→ **本文抜粋**

2日目~壮絶練習によって洗い流された「怠惰」

それぞれの「勇気」が書かれた「気付きノート」

“それぞれの「勇気」が書かれた「気付きノート」”

 朝5時。まだ闇夜に包まれた合宿先前。代表者が「気づきノート」に記された昨日の反省と今日の勇気を表明する朝礼が2日目のスタートだ。

 しかし、読み上げる日記は「手は抜いていないけれど」「本気で声は出しているけれど」など「○○だけれど○○したい」のオンパレード。さらに、それを厳しく指摘する様子も選手たちにはなし。「人任せな集団!こんなのも20年間監督をやってきてはじめてじゃ!」闇夜に突き刺すように指揮官の声が響く。

 動かない体、変われない心。よって2日目に首脳陣は、途中離脱者を多数出すこともいとわない壮絶な練習メニューを課す。

 早朝はランニング、波打ち際からの各種補強運動。午前練習は高低差50m以上あるアップダウンのある4kmロードワークを経て前日、早朝練習とは異なる長い砂浜での各種体操、補強運動、ロングダッシュなどなど。特に昨年多くの選手に涙を流させた各種体操においては、今年も時間を追うごとに選手たちから例外なく苦悶の声が漏れることになった。

 しかしそれでも、正対しての各種体操で「裏切れないぞ!苦しくなったら声を出せ!」との周囲の励ましに応じ、時に涙を流しながらも大声で号令を掛け合う彼ら。いつしかその汗と涙は初日から続いていた怠惰(たいだ)を洗い流す要素にもなっていった。

 昼食を挟んだ午後。松山商業にようやく生気が宿る。500m以上を使ったサーキットメニューや、全長300m以上にも及ぶ急傾斜クロスカントリーではまるで楽しむかのように軽快に走り、最後の200段近い神社の階段登りでは周りを励ましあいながらも「殺気だっていた」と渡部圭介(国士舘大硬式野球部1年)をも驚かせる気迫を持って駆け上がってきた選手たち。まだ種目によってそのふり幅は大きいが、計7時間の練習を通じて個々の意欲は確実に備わるようになってきた。

 あとはチームとして一丸となって闘えるか。そして常に反応をよくし「勝つための集団」になれるか。そこが最終日のポイントである。

[page_break:最終日~チーム一丸。急坂道で得た「変化への胎動」]

最終日~チーム一丸。急坂道で得た「変化への胎動」

前を見て、一心に登る

“前を見て、一心に登る”

「昨日午前最初のランニングでまた古傷の足首の痛みが出てしまった。最悪だった。昨年は冬合宿に参加していないので『今年は全部の練習についていく』と言ったけど・・・やっぱり自分だけと思った。今日は練習には参加できないけれど、声を出してみんなを引っ張っていきたい」。

 早朝朝礼で「気づきノート」を読み上げ、仲間のアドバイスに「ありがとう」と1つずつ返したのは1年秋・2年夏・秋とエースを背負い続けている堀田晃(2年)であった。この日、「僕との1対1ではあんなことも話すんですが、今回はじめて気づきノートに自分の本音を書いてくれた。だからこそ今日読んでもらった」(重澤監督)堀田をはじめ、各選手が発表したノート内容。

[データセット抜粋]

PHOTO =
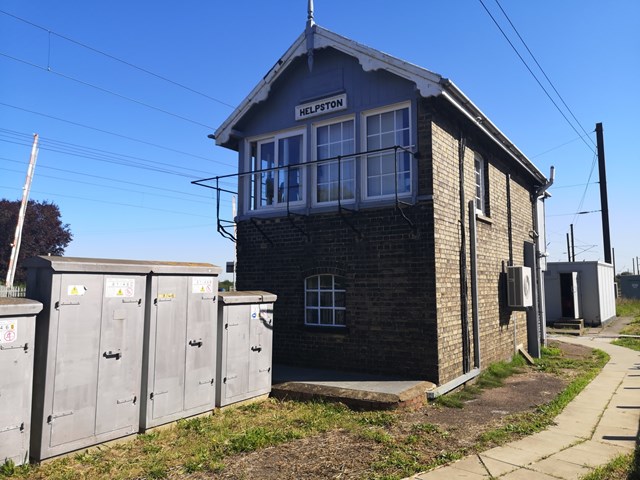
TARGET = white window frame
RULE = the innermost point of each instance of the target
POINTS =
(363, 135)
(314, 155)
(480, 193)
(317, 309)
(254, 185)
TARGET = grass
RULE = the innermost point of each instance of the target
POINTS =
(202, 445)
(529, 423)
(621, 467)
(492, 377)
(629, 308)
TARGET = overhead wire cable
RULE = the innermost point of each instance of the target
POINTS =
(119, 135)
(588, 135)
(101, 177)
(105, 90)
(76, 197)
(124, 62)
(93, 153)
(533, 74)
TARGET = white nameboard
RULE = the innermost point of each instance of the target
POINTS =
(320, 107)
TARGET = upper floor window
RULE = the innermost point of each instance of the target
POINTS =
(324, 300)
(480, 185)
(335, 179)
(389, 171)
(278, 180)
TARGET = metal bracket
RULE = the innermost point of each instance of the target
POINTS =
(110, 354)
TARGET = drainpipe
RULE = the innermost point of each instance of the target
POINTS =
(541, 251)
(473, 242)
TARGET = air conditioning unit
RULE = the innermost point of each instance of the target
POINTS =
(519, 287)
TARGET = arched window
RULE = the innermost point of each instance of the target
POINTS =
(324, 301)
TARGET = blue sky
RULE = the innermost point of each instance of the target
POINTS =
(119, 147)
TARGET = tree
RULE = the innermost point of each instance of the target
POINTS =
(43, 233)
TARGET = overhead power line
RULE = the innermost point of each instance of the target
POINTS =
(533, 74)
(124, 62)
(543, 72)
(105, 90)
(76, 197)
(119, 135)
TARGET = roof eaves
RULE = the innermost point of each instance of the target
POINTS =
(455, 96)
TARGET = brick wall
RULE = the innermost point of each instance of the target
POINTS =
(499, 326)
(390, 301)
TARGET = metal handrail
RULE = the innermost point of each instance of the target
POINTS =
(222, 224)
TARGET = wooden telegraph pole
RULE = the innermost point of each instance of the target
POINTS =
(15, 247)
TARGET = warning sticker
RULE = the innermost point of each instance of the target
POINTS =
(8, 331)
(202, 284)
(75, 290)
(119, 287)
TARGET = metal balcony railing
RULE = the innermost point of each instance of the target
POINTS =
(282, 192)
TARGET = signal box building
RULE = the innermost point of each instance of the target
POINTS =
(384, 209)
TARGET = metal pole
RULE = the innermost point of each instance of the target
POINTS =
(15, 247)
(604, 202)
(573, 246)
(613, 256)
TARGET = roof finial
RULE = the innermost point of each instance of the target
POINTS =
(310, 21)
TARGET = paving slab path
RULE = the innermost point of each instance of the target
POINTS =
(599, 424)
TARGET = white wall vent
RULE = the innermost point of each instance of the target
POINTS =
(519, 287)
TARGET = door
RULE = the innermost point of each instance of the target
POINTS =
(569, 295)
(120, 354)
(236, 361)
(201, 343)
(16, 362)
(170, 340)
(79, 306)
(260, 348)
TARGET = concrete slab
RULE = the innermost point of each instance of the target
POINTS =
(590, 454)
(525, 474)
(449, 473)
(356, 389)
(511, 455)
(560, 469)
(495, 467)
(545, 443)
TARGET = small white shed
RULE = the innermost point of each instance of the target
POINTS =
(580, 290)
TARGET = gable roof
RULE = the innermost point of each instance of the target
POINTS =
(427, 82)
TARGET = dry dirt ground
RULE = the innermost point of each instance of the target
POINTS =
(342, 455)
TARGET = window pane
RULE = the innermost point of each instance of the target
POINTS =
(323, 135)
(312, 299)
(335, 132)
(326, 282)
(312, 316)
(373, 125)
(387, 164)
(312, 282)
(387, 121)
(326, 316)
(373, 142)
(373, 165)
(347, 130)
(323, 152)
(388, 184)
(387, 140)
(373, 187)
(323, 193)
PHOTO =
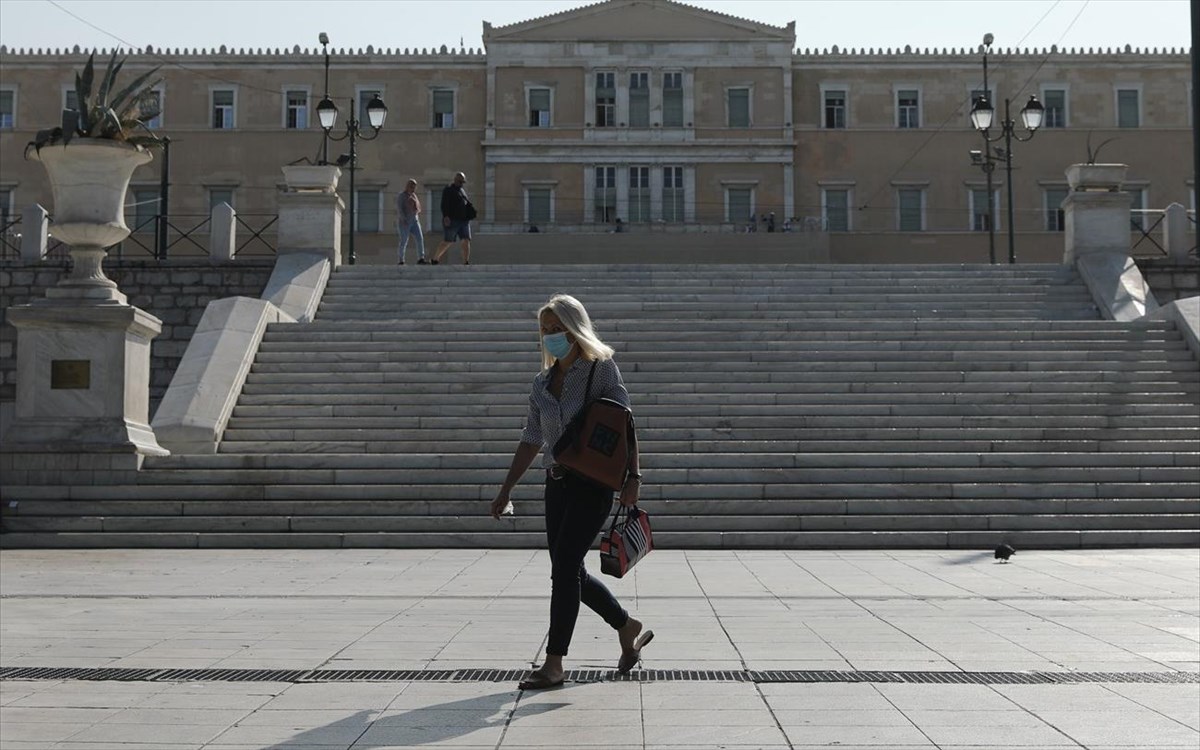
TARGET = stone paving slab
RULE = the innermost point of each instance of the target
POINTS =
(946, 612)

→ **課題文**
松山商業の冬合宿を伝える記事を、最後の文の後から書き継いでください。

→ **回答**
 そこには前日までの言い訳がほとんどなくなり、自らを見つめなおし、「反応をよくする」と最終日のテーマに即した決意が次々と出されていく。

 芯が入った心。「何物にも動じない強い心を持って、備えはちゃんとしてやりきれ」。重澤監督の練習前訓示はその一言で十分だった。

 最終日も新たな挑戦を課すメニューが続く中、次々とハードルをクリアしていく選手たち。そのクライマックスとして待っていたのは、角度40度以上、全長300m以上の急坂連続ダッシュである。

 野球ボールを道路においても真っ逆さまに転がるほどの坂の上を、まるで困難にあがない、見えない勝利を求めるかのように登り続ける。肉体も精神も極限状態の中で、選手たちの表情は本数を重ねるごとに、闘う男の顔へと浄化されていく。

合宿全メニュー終了・抱き合い、涙してお互いの健闘を称えあう

“合宿全メニュー終了・抱き合い、涙してお互いの健闘を称えあう”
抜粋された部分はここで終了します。